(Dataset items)
□ □ □ □
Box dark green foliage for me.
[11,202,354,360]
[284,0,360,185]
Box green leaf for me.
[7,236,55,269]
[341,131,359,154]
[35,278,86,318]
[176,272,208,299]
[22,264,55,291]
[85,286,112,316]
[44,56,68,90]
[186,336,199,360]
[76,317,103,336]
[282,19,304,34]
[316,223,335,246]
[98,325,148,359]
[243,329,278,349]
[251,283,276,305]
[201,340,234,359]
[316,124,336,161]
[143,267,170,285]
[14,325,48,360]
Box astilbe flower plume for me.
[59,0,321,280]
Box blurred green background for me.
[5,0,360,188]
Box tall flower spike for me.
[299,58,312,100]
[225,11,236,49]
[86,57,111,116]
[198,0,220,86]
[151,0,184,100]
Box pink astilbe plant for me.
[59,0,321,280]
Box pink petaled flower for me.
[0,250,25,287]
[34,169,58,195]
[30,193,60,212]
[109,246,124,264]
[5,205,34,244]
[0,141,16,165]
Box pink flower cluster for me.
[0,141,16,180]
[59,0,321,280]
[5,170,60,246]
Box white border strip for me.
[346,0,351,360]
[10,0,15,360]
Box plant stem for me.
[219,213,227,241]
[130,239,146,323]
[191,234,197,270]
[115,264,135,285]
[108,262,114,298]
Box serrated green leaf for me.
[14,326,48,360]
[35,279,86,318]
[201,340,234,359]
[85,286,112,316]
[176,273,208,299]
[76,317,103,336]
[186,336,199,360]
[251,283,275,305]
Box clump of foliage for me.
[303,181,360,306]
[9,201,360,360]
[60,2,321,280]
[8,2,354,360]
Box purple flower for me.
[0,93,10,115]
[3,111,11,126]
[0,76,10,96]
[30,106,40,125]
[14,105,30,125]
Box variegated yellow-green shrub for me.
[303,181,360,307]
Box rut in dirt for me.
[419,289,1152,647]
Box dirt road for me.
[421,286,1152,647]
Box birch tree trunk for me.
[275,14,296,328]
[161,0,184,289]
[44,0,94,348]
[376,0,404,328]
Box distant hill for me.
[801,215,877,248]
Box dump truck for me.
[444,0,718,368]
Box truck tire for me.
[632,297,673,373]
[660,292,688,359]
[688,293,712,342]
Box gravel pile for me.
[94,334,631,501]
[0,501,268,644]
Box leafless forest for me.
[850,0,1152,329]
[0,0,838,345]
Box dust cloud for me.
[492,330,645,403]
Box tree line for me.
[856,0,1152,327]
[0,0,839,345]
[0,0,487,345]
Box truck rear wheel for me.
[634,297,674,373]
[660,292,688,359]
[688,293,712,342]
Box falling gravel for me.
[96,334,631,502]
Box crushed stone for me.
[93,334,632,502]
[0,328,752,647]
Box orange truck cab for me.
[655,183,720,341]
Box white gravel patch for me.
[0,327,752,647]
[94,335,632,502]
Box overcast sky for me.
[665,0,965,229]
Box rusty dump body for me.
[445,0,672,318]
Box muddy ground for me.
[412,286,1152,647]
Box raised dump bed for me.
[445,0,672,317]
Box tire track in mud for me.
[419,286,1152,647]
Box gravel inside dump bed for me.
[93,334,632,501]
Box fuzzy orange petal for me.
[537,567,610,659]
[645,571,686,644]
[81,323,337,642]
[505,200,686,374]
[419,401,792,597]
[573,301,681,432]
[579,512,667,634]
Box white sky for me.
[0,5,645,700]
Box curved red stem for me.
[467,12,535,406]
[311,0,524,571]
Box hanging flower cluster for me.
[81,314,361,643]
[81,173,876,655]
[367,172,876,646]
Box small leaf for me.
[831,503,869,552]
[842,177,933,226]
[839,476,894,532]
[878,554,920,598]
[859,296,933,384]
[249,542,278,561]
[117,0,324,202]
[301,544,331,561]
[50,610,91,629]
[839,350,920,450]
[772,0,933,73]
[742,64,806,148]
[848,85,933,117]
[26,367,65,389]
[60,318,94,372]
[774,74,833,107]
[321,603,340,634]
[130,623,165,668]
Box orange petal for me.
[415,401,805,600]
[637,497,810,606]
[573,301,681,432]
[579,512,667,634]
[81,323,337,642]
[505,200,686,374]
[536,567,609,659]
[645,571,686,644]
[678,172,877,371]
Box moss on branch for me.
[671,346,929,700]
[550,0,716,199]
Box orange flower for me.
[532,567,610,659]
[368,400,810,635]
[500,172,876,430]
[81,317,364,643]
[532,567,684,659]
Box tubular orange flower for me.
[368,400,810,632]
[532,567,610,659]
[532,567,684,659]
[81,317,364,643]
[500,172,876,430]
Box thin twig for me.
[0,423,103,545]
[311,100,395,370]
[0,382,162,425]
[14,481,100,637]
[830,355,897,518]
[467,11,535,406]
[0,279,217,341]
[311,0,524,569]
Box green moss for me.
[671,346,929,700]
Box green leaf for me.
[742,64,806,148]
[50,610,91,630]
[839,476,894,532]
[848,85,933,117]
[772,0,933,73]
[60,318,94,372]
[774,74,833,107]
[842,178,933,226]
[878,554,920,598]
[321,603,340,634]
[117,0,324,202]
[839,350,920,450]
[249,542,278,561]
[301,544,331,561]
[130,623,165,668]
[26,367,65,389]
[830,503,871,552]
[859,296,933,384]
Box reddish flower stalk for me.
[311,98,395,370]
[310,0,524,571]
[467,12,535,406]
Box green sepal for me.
□ □ □ □
PROBLEM TO WORK ON: Rewrite the listing from the line containing "Box orange petal for me." through the end of the listing, inclusive, keeping every request line. Multiply each bounding-box coordinate by 2.15 and round it to a whole number, with halves rounded up.

SOLUTION BELOW:
Box orange petal for me.
[892,862,1731,1290]
[1370,1069,1742,1303]
[1232,647,1464,929]
[1245,1101,1434,1363]
[174,694,725,1380]
[1086,430,1475,804]
[1152,1219,1309,1417]
[1387,1228,1475,1385]
[1458,370,1886,798]
Box moss on branch for me.
[1443,744,1997,1505]
[1183,0,1539,428]
Box orange flower for me.
[1144,1219,1312,1417]
[791,860,1742,1365]
[1075,370,1883,925]
[174,682,783,1382]
[1144,1219,1471,1417]
Box tubular orange flower for me.
[791,860,1742,1359]
[1144,1219,1312,1417]
[1144,1219,1471,1417]
[174,682,783,1382]
[1075,370,1883,925]
Box thin twig for me.
[0,909,221,1172]
[669,215,849,796]
[0,821,348,914]
[30,1034,215,1370]
[1785,763,1929,1114]
[1004,24,1150,873]
[0,600,467,733]
[669,0,1127,1223]
Box green moss for me.
[1443,744,1997,1505]
Box green leaf for me.
[1595,138,1733,318]
[108,1312,196,1355]
[1804,1023,1922,1144]
[1823,183,2006,252]
[1660,0,2006,157]
[129,684,202,800]
[1664,159,1791,230]
[1810,383,2006,486]
[1888,1191,1978,1286]
[690,1296,731,1363]
[252,0,697,434]
[1804,753,1978,968]
[535,1165,598,1206]
[647,1170,712,1206]
[280,1339,355,1436]
[56,789,140,836]
[1785,1081,1873,1187]
[1847,636,2006,826]
Box reddish flower stalk for me.
[669,211,849,796]
[667,0,1127,1228]
[1004,26,1150,873]
Box green sepal for me.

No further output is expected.